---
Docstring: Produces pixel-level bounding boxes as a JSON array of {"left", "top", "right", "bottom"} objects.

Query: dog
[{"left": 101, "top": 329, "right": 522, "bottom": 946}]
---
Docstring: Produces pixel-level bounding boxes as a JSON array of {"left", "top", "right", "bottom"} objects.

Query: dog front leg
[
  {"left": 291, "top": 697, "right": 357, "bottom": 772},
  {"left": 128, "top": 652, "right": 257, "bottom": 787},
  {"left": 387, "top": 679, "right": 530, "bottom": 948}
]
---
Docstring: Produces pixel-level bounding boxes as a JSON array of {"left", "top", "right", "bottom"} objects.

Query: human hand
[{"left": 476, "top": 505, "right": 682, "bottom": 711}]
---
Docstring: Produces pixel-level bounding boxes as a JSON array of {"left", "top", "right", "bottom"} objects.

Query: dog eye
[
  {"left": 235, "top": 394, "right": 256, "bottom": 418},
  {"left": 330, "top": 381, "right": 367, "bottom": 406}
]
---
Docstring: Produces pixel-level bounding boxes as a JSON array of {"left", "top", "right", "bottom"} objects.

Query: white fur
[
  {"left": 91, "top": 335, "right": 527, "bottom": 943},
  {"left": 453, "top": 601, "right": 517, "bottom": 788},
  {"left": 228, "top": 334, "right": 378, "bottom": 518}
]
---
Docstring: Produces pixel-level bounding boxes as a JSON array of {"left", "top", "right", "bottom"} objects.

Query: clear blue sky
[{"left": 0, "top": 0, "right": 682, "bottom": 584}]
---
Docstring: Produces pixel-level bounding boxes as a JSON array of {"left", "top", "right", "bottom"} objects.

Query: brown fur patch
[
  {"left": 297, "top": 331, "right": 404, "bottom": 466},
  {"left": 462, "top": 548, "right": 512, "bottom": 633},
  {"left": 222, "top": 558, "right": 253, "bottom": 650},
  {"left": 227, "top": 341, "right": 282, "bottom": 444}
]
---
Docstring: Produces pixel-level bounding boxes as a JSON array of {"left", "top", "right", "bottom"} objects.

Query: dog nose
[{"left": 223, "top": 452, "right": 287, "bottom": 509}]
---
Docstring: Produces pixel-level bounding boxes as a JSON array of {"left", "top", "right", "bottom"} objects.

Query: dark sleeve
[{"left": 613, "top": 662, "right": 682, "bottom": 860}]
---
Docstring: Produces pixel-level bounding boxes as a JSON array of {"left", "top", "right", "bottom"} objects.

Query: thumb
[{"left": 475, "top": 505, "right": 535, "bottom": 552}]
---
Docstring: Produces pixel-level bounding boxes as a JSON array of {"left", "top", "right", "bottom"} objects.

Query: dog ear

= = =

- [Given problem] Pick out and copy every line of the material above that contains the string "Query". Letter case matters.

- [Result of the task]
Query: dog
Query: dog front leg
Query: human hand
Query: dog eye
Query: white fur
Query: clear blue sky
Query: brown fur patch
Query: dog nose
Query: dark sleeve
Query: thumb
Query: dog ear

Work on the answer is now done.